# TASK DIRECTIONS:
Pull out every line in the entries below that contains the word "grass". Case counts.

Coordinate annotation records:
○ ○ ○ ○

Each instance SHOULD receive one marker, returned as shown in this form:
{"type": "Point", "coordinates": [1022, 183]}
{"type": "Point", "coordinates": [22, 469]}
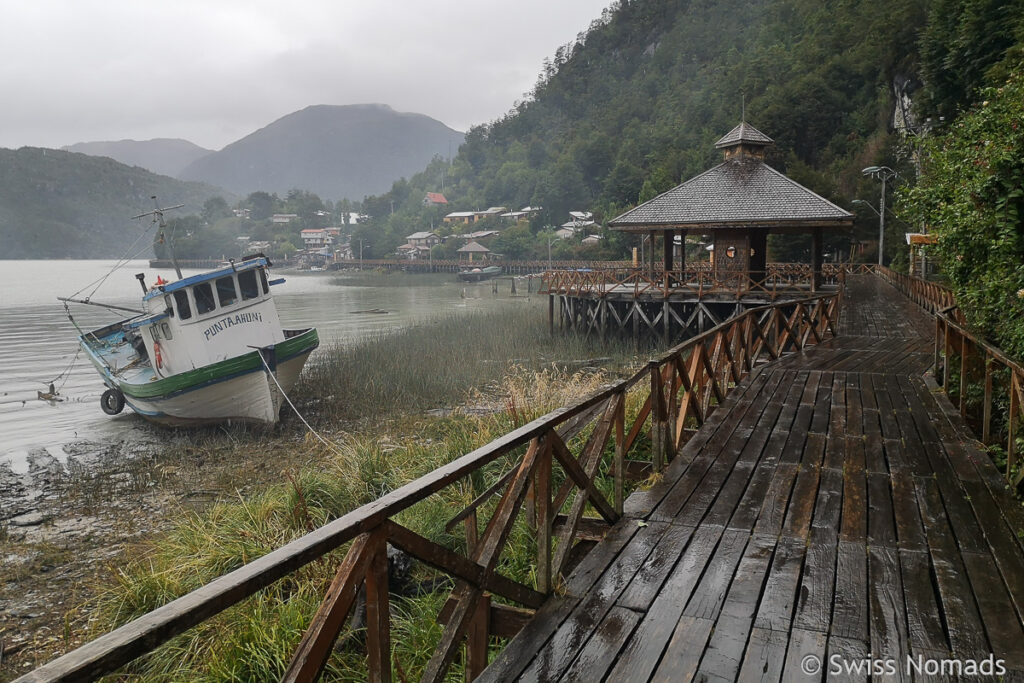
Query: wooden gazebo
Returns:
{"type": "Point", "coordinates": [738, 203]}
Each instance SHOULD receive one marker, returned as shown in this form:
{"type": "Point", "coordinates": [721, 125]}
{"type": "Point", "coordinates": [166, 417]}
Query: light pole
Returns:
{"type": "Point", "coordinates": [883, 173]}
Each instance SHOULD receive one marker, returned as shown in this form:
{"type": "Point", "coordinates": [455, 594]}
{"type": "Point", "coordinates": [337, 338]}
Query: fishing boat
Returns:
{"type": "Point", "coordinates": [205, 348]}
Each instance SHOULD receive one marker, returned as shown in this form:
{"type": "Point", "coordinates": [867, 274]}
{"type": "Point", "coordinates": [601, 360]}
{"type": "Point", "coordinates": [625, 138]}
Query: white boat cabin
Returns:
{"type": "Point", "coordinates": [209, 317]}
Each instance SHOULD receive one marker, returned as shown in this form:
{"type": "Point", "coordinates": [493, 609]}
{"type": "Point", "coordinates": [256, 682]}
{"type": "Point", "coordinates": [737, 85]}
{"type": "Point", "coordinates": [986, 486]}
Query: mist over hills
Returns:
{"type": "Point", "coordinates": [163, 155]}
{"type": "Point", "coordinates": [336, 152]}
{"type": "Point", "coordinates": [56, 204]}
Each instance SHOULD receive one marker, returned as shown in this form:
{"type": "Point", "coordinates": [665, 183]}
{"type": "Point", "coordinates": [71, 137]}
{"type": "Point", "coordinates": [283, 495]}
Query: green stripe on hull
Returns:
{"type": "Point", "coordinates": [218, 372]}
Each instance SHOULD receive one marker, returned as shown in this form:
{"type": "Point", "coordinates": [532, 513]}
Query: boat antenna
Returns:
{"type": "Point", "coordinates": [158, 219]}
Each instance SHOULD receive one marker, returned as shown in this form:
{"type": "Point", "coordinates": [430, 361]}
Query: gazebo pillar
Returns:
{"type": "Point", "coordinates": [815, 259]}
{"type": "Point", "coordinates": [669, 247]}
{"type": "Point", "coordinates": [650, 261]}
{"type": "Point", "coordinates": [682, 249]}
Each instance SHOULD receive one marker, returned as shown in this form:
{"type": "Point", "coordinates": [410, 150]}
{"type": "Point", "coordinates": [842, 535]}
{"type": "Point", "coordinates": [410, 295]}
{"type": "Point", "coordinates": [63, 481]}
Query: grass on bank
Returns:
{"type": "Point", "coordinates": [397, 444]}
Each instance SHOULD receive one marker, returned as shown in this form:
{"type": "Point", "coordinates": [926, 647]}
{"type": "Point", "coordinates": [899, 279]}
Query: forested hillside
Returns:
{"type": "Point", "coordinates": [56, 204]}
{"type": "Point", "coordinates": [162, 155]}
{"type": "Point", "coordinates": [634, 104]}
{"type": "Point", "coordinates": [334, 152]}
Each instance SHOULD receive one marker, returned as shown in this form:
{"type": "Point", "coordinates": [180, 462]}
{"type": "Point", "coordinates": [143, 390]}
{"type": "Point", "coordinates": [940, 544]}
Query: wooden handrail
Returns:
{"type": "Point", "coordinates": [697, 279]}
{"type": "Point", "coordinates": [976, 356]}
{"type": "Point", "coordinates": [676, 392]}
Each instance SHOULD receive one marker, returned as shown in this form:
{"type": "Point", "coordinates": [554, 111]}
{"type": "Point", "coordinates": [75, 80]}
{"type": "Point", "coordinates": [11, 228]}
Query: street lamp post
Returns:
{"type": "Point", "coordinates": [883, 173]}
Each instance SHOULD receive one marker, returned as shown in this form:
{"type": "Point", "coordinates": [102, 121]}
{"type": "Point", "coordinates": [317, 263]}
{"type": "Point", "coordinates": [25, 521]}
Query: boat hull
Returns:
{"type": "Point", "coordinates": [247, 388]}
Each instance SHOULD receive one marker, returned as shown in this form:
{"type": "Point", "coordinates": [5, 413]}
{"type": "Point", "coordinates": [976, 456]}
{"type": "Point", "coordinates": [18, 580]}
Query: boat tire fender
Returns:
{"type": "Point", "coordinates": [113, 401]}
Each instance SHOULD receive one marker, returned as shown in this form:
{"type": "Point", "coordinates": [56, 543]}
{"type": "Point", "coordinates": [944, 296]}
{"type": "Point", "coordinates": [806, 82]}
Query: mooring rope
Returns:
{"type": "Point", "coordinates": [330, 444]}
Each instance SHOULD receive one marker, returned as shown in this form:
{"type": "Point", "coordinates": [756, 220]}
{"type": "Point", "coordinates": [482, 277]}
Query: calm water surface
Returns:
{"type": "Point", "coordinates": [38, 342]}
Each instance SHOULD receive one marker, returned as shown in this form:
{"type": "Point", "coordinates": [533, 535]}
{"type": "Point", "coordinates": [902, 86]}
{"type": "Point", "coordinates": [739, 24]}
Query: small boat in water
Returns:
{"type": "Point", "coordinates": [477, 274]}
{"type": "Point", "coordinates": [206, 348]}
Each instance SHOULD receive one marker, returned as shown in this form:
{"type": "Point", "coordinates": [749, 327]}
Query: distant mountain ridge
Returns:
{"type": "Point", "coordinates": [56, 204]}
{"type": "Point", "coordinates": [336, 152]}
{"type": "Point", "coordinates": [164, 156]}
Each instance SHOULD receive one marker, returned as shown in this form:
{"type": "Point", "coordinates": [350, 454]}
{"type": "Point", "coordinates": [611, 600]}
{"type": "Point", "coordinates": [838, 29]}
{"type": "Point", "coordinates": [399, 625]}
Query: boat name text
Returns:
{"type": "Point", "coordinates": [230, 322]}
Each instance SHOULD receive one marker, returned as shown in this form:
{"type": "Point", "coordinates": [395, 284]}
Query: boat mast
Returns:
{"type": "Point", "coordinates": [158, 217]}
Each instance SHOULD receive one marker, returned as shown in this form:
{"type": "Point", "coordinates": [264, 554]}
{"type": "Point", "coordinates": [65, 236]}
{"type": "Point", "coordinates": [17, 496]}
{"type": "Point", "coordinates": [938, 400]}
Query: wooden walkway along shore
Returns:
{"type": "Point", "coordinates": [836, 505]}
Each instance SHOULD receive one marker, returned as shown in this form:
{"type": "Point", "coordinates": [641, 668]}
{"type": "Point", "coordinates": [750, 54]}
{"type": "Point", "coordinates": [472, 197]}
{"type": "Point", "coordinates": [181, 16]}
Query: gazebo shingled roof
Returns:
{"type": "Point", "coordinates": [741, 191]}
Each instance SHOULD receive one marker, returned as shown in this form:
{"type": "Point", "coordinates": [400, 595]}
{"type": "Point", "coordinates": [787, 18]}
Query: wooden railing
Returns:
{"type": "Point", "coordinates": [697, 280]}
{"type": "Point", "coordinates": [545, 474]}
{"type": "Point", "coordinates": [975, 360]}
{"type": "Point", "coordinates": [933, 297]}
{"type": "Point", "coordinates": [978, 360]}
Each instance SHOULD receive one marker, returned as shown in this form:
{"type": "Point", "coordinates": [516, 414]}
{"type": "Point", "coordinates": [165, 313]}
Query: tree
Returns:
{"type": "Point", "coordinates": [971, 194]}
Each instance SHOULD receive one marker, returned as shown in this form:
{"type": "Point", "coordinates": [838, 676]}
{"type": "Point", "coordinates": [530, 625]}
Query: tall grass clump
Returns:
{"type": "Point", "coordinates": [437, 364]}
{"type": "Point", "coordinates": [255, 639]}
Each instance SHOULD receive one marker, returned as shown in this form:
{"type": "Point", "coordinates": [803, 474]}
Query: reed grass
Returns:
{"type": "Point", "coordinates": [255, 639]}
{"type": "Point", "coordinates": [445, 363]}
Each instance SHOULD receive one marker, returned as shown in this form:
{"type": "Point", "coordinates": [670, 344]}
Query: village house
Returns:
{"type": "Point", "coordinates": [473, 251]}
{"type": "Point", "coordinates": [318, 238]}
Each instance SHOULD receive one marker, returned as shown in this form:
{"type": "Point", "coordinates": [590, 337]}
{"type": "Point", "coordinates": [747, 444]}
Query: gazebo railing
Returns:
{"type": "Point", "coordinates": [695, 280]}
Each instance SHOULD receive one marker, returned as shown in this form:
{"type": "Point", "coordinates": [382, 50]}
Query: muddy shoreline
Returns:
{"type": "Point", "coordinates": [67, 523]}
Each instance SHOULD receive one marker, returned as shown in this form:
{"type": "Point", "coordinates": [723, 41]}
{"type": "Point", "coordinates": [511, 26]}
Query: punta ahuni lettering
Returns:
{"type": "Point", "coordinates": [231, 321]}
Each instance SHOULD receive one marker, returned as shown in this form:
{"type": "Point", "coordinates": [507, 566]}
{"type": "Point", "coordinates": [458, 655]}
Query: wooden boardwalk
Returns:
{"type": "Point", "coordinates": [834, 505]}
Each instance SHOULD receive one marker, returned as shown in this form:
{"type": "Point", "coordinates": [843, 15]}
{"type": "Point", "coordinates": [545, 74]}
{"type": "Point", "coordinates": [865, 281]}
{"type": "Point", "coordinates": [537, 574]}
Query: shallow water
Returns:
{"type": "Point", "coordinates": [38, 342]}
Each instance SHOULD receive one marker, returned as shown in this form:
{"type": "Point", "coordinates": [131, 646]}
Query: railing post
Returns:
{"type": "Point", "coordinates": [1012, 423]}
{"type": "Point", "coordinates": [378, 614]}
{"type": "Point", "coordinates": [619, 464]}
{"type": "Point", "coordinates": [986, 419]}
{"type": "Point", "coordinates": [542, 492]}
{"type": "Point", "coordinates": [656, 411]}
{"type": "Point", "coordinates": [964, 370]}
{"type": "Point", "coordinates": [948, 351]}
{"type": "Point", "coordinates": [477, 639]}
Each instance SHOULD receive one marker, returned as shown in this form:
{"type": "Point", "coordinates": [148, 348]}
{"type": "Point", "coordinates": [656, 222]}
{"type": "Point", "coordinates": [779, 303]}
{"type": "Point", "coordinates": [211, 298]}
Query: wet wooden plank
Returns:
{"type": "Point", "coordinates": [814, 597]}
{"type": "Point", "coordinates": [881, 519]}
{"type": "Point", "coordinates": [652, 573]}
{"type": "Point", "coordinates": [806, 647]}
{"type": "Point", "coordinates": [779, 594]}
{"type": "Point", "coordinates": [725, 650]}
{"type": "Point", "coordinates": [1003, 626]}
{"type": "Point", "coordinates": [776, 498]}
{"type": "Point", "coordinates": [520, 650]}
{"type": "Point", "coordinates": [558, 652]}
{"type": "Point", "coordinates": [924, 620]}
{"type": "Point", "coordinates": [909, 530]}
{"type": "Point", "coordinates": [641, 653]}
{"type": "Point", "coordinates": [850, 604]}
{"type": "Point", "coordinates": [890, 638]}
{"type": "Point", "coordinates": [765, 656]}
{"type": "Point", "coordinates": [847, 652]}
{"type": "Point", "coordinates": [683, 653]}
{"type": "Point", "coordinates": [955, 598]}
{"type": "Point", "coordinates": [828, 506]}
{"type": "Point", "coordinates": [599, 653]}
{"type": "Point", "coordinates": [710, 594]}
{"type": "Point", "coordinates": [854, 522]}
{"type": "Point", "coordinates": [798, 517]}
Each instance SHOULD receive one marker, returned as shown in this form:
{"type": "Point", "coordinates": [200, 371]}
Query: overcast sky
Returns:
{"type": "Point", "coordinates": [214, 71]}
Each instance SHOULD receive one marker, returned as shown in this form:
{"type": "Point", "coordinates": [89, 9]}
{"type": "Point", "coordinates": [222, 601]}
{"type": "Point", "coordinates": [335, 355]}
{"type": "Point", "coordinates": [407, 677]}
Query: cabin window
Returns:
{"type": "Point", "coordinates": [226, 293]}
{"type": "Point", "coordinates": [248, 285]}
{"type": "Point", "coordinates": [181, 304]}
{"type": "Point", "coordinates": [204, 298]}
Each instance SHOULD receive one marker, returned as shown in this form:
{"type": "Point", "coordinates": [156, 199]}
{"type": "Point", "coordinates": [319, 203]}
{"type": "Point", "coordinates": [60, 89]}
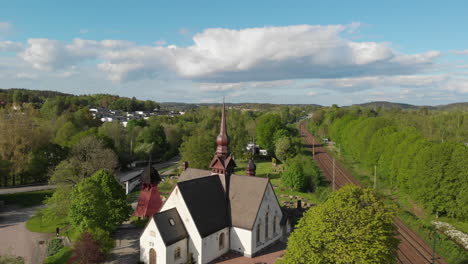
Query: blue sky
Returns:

○ ○ ○ ○

# RESPONSE FOR THIS EXERCISE:
Query: grass on bank
Query: tall grass clump
Query: reed grass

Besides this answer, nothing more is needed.